___ RECORDS SHOWN
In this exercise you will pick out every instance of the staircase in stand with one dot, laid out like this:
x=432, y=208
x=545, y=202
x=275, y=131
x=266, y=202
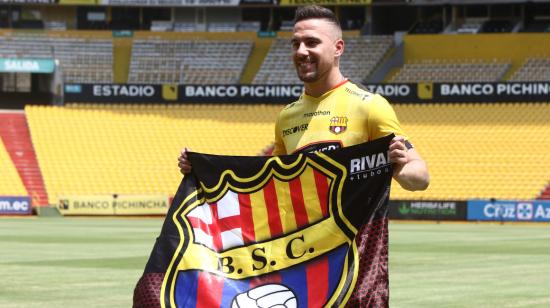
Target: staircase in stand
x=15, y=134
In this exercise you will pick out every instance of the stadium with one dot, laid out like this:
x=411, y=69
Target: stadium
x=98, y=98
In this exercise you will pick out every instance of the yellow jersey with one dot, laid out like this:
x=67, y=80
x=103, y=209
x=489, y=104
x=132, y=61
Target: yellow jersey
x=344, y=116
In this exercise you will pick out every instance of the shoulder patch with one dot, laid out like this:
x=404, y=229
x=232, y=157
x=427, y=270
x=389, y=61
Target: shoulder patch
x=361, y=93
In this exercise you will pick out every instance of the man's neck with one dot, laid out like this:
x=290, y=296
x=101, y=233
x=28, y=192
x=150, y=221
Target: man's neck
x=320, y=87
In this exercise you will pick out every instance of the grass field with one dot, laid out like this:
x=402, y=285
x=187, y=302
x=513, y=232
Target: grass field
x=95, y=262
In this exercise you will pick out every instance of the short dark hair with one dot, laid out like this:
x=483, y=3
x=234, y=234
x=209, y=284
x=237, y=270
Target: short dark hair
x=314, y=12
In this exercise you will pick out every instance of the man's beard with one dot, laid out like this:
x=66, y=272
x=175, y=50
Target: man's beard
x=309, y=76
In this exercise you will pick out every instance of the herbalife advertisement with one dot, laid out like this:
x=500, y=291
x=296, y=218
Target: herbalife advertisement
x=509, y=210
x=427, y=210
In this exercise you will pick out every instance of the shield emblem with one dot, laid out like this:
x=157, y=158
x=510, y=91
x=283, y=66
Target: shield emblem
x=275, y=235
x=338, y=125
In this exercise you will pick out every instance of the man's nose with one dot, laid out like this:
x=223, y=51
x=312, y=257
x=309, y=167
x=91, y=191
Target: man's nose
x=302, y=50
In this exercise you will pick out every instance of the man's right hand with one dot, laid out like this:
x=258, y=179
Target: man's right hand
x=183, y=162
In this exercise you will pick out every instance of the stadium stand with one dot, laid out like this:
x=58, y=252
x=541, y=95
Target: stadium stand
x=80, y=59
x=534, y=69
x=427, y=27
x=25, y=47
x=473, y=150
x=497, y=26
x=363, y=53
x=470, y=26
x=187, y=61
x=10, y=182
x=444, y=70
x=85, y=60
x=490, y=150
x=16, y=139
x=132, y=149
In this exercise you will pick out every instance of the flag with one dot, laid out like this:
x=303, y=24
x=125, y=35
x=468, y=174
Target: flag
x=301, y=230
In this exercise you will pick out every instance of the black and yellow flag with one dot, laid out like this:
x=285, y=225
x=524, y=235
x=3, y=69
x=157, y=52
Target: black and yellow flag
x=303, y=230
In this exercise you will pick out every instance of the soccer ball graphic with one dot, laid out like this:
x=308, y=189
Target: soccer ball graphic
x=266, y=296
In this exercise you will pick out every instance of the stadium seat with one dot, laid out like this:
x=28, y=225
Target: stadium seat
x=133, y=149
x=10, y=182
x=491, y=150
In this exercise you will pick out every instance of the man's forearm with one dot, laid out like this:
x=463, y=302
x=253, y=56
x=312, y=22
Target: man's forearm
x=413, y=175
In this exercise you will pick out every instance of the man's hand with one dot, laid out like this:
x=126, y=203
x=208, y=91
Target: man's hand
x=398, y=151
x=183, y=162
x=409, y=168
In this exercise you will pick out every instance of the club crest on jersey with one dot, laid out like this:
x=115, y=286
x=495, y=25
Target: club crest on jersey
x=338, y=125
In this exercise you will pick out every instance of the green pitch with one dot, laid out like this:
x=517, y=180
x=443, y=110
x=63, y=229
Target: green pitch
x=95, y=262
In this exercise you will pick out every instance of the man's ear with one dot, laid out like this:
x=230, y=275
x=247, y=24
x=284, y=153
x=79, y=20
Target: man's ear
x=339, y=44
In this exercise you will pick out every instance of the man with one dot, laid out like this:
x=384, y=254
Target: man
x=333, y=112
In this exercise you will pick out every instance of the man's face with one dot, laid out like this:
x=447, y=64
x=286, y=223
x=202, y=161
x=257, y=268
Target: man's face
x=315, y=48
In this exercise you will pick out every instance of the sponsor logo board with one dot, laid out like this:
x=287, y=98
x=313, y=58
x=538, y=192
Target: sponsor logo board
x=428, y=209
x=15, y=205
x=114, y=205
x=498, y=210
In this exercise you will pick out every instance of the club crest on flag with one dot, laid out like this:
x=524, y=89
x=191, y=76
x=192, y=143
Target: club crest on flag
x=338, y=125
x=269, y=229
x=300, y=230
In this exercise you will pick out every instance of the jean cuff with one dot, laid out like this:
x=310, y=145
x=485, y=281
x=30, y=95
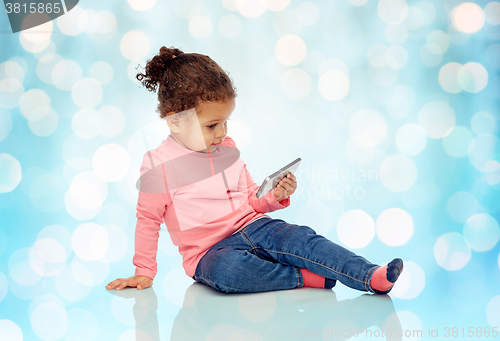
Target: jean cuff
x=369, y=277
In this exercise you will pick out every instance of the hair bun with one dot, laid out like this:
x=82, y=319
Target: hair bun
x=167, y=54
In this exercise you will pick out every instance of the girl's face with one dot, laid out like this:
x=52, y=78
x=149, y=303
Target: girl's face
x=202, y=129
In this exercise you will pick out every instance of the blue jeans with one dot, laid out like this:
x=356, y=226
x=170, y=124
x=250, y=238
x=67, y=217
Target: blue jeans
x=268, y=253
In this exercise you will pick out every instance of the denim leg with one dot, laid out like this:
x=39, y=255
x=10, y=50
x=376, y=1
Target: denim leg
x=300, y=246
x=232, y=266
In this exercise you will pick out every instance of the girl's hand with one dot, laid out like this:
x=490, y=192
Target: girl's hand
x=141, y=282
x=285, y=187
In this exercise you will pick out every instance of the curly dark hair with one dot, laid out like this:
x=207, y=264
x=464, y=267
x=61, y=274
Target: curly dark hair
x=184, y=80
______
- INSTRUCTIONS TO FOLLOW -
Reproduce the entries from their start through the line containing "x=427, y=210", inclusive, multiplying every coordinate in the answers by 1.45 and rounding to whole numbers, with halves rounded up. Leave the numbers in the requests and their format samples unchanged, and omit the pictures.

- RESULT FOR THIS EXERCISE -
In this exercise you will pick out every instance of the staircase in stand with one dot, laid out like this:
x=432, y=208
x=545, y=202
x=275, y=131
x=266, y=202
Target: staircase in stand
x=22, y=194
In this exercise you will pick out every instance of the stadium with one dot, laid out like this:
x=411, y=69
Target: stadium
x=142, y=142
In this exercise you will pick out every instance of the yellow jersey with one dot, laid out like this:
x=67, y=80
x=103, y=209
x=489, y=104
x=132, y=61
Target: yellow jersey
x=499, y=168
In this exercise you will pick out every instance of the shoulder patch with one dot, laid out like this:
x=404, y=229
x=232, y=157
x=427, y=270
x=389, y=61
Target: shoulder patch
x=523, y=135
In this exercise you will pick out every instance of the man's neck with one dot, laid out like this:
x=290, y=296
x=101, y=233
x=28, y=192
x=150, y=221
Target: man's neck
x=464, y=126
In this exercise you will pick out every instance of the grass field with one dot, laid out like this:
x=402, y=285
x=187, y=302
x=513, y=232
Target: grass field
x=138, y=380
In this exercise you will pick out every instance of the short dark hair with one dot, laid out like this:
x=483, y=3
x=234, y=234
x=209, y=284
x=237, y=270
Target: short dark hair
x=455, y=17
In this exercise you will pick out every instance of the man's beard with one dot, laid out like this:
x=66, y=272
x=175, y=50
Target: man's beard
x=448, y=110
In this exercise you will pick out every instance of the herbalife advertisement with one dot, laid out like this:
x=500, y=291
x=296, y=218
Target: herbalife advertisement
x=738, y=305
x=619, y=305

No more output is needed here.